%%

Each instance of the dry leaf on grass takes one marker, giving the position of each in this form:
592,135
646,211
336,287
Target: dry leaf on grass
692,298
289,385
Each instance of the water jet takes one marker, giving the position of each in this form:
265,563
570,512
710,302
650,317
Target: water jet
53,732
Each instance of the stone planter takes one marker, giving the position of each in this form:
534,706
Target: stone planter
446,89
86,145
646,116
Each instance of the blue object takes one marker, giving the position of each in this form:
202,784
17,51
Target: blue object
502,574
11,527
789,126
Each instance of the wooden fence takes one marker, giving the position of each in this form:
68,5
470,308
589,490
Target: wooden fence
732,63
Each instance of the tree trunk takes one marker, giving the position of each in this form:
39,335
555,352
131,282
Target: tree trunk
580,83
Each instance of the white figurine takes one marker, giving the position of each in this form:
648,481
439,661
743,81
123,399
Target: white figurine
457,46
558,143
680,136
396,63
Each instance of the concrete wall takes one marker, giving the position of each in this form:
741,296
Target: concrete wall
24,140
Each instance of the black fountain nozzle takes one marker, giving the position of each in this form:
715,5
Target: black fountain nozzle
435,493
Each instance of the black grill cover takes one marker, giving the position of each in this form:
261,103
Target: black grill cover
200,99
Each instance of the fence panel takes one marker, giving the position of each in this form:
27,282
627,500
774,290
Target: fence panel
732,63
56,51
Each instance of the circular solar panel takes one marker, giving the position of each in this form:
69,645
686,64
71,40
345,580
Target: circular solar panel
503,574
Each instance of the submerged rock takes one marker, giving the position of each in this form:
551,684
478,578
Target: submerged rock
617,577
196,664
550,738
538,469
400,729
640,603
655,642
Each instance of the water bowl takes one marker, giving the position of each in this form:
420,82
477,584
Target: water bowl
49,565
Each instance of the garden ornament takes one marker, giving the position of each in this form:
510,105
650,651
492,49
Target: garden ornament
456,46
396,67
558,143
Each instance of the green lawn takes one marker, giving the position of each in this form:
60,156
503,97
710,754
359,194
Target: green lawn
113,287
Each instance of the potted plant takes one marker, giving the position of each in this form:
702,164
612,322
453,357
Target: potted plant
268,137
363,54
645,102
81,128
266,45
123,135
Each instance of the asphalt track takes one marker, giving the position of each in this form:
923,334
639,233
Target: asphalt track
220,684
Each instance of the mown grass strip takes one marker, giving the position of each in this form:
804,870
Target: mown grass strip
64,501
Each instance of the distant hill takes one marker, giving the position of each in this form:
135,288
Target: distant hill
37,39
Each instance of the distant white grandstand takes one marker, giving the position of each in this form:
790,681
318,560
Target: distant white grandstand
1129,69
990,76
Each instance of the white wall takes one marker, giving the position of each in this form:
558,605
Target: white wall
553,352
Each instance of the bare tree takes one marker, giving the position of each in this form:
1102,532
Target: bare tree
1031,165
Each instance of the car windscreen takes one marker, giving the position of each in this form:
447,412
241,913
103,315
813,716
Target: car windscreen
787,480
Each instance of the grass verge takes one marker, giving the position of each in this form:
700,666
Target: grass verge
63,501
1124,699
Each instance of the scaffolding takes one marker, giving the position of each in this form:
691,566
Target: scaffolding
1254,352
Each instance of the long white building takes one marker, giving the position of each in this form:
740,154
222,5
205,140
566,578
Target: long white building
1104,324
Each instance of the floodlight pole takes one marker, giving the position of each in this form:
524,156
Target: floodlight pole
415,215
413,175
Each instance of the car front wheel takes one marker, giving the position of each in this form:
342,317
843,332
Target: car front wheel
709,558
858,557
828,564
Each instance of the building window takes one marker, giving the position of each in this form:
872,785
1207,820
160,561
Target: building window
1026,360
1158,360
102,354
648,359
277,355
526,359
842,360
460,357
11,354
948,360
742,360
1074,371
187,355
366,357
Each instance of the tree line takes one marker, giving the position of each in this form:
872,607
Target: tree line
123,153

%%

§ **TASK INSTRUCTIONS**
Can you copy out the entries again, beginning at the line that has "Each instance of the tree line" and stopping after the last line of the entries, requests included, with every answer coordinate shifted by -17 and the requests and their sample coordinates left unchanged?

§ **EXPECTED OUTPUT**
Each instance of the tree line takes one marker, giving the position of each in this form:
872,607
Target: tree line
106,136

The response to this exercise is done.